» **Description of the task**
Give the part that opens with the line containing "Please inspect the picture provided and identify shoe." and closes with the line containing "[474,399,488,417]" as a numbered list, leaving out any blank lines.

[Bounding box annotation entries]
--- begin ---

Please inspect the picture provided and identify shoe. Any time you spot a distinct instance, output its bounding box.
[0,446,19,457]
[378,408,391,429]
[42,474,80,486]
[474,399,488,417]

--- end ---
--- begin ---

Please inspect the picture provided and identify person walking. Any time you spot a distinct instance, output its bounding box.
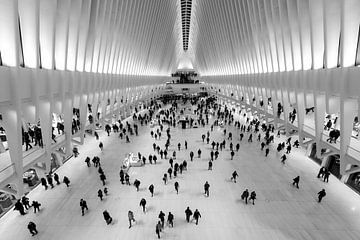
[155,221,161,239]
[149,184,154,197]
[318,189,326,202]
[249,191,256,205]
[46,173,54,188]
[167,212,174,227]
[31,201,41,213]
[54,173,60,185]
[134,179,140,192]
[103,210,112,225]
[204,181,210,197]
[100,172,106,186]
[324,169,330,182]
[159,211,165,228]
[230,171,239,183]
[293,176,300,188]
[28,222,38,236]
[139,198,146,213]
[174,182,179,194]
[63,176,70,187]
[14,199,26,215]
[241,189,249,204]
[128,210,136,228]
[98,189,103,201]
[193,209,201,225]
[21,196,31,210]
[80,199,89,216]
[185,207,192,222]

--- end ---

» **Exercise result**
1. Please inspect the picture provided and identify shoe. Any time you spot a distinct instance, output its bounding box.
2. [0,446,19,457]
3. [378,408,391,429]
4. [42,474,80,486]
5. [474,399,488,417]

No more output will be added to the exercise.